BEGIN Exercise text

Medical marijuana is a budding industry that comes with a lot of controversy. 30 states and the District of Columbia currently have laws legalizing pot in some form.
The majority of states allow for a limited use of medical marijuana, while eight states and D.C. have legalized it for recreational use. But could North Carolina be added to the map?
There are plans in the works to introduce a medical marijuana bill later this year. According to a recent poll, more North Carolinians than you may think are in favor.
"Over the last four years, maybe five, the population has become much more accepting us changing our laws to permit medical marijuana," said Representative Kelly Alexander.
According to the Elon University survey, 80 percent of those asked approve of the legalization of marijuana for medical use. However, among those same voters, 51 percent say they oppose the legalization of recreational marijuana use compared to 45 percent.
"That is unprecedented acceptance in a very short period of time," Alexander said.
Alexander supports the use of medical marijuana in the Tar Heel State and says voters are changing their views as well. Hemp is being cultivated in North Carolina, and though hemp is not marijuana, growers say the state is ripe for cultivating both if greenlighted by lawmakers.
Rick Rainbolt is the president of Hemp Inc University which was created to provide hemp farming and extraction education for potential growers and the industry.
"North Carolina used to be the hemp capital of the world, the Piedmont area, I don't think you can find more ideal growing land right here in North Carolina," said Rainbolt.
So with the state's land fertile for growers, and a Elon poll that shows voters aremore accepting, how soon, realistically, could the state legalize the use of medical marijuana?
Alexander is in favor and says those who oppose better think twice, because medical marijuana can be used to ease the pain of arthritis, cancer treatments and treat post-traumatic stress disorder (PTSD).
"If they know anybody who has chronic pain, then they need to reconsider what they just said because we know that cannabis can help people with all of those conditions," said Alexander.

END Exercise text
BEGIN Source information

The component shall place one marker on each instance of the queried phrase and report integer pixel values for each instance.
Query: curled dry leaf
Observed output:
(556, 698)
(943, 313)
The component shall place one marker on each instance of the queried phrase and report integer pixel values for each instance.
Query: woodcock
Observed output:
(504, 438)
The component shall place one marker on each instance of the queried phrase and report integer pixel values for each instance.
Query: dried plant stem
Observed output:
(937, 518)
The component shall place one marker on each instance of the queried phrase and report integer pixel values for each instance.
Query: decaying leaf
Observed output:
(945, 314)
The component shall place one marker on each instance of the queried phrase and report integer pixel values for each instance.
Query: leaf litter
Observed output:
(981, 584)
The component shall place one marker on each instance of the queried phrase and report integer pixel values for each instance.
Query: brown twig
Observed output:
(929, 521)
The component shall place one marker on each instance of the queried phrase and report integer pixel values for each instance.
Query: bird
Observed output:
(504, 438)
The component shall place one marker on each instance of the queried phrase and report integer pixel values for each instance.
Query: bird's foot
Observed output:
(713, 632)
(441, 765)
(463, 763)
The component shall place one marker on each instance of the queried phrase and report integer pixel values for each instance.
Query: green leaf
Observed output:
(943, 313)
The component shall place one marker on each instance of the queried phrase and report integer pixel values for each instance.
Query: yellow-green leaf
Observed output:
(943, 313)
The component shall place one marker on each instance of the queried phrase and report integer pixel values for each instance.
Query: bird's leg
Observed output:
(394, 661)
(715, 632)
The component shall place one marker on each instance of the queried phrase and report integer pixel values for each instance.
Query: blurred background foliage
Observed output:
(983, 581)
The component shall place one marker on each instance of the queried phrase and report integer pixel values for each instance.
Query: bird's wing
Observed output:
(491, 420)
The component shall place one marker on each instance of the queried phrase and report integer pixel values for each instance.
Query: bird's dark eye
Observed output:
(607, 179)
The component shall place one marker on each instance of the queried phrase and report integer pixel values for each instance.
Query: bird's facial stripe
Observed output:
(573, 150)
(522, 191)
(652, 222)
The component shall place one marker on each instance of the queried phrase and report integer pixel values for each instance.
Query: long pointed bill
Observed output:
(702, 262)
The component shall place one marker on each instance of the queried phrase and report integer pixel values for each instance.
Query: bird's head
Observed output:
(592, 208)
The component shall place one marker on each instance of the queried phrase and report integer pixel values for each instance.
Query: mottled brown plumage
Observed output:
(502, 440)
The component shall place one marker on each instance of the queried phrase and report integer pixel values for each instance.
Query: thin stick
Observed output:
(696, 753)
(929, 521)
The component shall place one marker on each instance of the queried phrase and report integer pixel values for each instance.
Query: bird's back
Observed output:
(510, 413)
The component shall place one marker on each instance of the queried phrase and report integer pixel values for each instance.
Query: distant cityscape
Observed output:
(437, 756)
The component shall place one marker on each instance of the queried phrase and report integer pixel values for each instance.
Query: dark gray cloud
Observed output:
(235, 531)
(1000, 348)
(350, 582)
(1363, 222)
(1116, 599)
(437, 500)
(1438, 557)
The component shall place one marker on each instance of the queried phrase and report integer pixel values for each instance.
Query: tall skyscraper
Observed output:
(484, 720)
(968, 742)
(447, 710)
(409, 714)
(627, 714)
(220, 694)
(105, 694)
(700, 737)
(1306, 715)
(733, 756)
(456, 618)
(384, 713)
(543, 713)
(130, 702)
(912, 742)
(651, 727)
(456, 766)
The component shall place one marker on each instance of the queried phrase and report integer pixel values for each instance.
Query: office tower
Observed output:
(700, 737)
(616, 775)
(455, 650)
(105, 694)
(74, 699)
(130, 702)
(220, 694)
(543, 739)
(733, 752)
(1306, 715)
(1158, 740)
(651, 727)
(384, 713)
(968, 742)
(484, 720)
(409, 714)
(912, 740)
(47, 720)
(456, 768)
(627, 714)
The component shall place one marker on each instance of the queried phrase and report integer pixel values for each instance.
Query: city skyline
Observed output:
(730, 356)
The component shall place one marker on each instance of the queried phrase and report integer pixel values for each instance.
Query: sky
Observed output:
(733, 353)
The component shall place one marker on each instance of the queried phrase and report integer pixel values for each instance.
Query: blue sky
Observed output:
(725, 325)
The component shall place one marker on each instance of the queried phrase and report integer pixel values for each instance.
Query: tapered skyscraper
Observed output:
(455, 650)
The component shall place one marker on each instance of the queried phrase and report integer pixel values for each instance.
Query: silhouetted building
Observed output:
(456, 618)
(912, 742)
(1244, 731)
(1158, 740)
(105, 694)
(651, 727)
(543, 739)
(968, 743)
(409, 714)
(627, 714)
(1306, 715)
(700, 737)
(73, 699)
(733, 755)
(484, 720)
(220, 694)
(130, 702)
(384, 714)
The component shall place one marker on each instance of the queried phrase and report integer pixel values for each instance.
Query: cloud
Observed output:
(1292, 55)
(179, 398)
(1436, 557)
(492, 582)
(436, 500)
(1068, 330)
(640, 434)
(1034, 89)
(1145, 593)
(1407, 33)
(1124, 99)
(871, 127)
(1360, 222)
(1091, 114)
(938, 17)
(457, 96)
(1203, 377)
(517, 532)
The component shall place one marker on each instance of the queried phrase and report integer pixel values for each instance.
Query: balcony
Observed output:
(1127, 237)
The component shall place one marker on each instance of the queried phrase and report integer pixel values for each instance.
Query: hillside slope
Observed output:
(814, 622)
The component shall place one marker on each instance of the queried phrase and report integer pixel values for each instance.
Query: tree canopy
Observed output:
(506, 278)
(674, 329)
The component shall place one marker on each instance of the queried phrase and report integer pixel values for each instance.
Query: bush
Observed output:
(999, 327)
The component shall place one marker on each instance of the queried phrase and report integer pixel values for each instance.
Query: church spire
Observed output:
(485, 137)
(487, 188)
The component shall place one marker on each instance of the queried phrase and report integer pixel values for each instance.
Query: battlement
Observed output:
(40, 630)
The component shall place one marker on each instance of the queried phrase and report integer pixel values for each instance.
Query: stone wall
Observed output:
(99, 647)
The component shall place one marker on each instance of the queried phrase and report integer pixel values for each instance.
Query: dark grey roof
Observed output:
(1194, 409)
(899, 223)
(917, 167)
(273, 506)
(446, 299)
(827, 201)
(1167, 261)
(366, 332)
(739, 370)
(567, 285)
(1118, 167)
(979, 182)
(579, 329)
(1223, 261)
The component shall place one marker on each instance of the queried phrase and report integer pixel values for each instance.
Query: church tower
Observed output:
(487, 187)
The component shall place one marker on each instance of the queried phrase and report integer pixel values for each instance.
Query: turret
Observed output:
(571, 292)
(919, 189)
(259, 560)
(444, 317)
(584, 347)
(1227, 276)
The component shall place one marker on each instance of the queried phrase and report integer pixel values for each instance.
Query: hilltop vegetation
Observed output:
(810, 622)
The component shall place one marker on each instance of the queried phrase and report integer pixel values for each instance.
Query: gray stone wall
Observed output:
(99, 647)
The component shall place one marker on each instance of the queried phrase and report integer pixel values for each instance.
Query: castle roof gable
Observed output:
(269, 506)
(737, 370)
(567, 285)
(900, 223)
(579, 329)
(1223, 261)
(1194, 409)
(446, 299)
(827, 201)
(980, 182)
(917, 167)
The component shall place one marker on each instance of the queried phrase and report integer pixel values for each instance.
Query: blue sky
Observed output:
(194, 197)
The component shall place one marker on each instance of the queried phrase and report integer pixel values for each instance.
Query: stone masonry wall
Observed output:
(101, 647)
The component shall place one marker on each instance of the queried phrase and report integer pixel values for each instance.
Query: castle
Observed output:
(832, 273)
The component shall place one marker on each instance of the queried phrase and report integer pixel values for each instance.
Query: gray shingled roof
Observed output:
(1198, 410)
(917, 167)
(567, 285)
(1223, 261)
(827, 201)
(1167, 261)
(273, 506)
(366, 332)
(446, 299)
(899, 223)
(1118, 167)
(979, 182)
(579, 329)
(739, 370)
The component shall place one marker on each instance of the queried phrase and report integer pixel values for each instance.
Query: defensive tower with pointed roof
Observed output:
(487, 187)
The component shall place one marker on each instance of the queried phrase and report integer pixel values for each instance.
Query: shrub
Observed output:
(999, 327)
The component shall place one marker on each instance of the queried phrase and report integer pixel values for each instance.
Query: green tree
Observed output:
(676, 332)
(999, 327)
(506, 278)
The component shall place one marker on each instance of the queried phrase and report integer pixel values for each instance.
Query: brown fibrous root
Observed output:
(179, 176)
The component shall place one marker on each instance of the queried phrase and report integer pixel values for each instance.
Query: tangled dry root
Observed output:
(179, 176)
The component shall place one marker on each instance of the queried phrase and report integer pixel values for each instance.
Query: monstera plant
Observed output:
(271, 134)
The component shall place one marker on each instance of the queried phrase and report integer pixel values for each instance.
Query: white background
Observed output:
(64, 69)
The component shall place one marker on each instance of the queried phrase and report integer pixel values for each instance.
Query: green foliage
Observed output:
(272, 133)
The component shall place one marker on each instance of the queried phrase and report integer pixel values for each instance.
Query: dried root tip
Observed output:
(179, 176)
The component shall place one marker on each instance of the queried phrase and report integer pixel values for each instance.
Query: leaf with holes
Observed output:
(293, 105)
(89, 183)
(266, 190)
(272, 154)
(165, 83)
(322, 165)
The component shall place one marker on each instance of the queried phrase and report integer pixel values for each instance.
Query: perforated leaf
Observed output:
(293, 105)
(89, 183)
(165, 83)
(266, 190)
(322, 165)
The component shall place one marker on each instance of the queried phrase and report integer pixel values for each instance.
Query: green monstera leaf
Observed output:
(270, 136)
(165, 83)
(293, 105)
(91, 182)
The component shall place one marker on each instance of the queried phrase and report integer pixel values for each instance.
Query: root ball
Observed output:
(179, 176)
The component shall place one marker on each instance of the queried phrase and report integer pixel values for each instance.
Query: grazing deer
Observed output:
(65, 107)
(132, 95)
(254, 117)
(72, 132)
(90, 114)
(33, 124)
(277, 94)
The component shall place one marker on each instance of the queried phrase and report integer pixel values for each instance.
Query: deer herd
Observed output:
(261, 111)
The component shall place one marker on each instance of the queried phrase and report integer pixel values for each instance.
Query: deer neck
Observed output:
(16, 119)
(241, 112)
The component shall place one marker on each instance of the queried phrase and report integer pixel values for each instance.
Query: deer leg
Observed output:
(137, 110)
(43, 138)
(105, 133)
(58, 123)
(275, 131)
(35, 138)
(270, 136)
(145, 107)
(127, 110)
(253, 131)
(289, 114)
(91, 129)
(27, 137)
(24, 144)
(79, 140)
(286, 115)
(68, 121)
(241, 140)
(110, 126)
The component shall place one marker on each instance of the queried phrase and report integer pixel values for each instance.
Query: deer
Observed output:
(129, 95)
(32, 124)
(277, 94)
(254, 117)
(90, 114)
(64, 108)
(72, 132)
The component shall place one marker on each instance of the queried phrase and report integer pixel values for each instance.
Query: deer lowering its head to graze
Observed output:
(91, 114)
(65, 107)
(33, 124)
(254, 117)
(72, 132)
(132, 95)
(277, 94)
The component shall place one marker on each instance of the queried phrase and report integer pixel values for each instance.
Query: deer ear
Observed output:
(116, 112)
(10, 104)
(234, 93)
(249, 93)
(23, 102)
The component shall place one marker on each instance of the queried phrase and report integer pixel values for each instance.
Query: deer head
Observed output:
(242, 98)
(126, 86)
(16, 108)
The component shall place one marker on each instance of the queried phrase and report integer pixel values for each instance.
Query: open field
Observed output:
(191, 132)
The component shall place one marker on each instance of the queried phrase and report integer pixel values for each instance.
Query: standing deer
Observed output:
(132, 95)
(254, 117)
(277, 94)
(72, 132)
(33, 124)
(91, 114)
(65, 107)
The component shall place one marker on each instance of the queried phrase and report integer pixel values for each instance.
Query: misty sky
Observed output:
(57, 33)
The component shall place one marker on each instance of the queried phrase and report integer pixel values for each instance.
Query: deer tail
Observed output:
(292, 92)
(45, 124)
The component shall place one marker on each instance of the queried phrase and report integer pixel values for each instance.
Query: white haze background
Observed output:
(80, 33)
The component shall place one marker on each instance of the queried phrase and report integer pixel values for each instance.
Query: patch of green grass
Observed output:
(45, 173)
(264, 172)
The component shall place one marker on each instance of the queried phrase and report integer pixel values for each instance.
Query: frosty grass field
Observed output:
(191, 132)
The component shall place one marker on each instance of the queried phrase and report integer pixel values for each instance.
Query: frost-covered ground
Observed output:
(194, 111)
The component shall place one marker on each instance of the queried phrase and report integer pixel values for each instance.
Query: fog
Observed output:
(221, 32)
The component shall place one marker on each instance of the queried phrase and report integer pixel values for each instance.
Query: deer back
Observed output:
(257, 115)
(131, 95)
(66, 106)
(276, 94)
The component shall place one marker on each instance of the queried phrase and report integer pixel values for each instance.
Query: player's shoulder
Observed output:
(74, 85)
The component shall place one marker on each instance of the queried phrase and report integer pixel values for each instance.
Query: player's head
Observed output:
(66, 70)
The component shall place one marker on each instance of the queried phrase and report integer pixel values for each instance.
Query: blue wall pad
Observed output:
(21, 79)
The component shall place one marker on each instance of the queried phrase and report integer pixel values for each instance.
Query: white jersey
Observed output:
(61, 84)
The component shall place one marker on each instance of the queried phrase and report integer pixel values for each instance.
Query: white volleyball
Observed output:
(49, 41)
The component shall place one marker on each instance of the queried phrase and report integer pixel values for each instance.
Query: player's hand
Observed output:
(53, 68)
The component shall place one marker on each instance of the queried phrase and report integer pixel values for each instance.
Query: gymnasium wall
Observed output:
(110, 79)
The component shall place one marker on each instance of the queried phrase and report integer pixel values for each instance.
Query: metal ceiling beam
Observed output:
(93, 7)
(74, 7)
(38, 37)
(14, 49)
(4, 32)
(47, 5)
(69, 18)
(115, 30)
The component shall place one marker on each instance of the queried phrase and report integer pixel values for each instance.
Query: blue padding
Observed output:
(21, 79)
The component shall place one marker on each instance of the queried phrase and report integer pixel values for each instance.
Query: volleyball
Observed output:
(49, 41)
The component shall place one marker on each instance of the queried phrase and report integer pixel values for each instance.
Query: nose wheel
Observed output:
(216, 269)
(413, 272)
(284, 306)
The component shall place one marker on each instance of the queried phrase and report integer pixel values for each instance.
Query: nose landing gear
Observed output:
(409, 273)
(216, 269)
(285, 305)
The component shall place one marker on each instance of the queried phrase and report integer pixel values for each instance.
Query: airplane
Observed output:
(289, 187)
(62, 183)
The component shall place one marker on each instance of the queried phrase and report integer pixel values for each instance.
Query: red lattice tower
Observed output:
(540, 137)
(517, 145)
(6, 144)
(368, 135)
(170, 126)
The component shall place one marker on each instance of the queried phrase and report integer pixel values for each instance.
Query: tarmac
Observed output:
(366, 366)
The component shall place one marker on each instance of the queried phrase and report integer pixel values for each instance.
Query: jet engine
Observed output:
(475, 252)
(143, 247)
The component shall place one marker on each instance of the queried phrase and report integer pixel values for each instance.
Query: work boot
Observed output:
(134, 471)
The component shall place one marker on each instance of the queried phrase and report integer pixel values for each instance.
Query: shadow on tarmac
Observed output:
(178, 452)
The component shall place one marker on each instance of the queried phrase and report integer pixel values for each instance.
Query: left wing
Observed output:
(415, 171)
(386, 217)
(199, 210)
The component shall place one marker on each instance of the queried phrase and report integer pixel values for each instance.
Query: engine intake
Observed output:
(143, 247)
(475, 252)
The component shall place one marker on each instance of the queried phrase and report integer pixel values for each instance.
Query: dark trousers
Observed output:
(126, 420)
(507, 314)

END Source information

» **Directions**: In the medical marijuana article above, copy word for word the part that opens with the words containing "There are plans" and closes with "Representative Kelly Alexander.".

» **Result for this task**:
There are plans in the works to introduce a medical marijuana bill later this year. According to a recent poll, more North Carolinians than you may think are in favor.
"Over the last four years, maybe five, the population has become much more accepting us changing our laws to permit medical marijuana," said Representative Kelly Alexander.